Pick out every line in the records below that contains the word "snow", and copy each of those lines.

§ Data section:
★ ★ ★ ★ ★

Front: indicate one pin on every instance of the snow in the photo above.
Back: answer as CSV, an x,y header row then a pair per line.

★ ★ ★ ★ ★

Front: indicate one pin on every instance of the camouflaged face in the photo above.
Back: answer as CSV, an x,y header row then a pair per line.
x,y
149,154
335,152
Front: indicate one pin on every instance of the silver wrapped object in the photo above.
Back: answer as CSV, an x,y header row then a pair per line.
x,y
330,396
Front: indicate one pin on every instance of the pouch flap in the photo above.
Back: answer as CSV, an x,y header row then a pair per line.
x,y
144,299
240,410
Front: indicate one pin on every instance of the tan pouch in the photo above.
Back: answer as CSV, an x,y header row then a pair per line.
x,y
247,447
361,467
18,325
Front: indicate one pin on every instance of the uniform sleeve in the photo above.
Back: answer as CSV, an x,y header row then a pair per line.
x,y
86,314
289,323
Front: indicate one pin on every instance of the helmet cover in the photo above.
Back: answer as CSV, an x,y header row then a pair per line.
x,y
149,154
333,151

★ ★ ★ ★ ★

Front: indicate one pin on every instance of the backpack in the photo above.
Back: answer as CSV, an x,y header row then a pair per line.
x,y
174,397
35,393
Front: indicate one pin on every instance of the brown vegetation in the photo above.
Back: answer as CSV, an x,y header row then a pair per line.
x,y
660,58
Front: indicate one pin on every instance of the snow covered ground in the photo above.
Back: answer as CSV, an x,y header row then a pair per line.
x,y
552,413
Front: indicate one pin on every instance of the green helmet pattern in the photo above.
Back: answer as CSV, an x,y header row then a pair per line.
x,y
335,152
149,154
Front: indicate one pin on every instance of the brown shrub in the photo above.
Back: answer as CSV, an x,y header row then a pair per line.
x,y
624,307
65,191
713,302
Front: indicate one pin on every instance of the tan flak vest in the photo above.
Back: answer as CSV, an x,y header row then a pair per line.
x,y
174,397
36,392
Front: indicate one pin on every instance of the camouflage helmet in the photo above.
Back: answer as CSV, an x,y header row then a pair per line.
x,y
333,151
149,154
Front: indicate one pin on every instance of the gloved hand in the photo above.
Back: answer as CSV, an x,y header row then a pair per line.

★ ★ ★ ★ ★

§ Written answer:
Front: indicate one pin on every instance of the snow in the photo above.
Front: indicate one pin on every instance of the snow covered ground in the photo above.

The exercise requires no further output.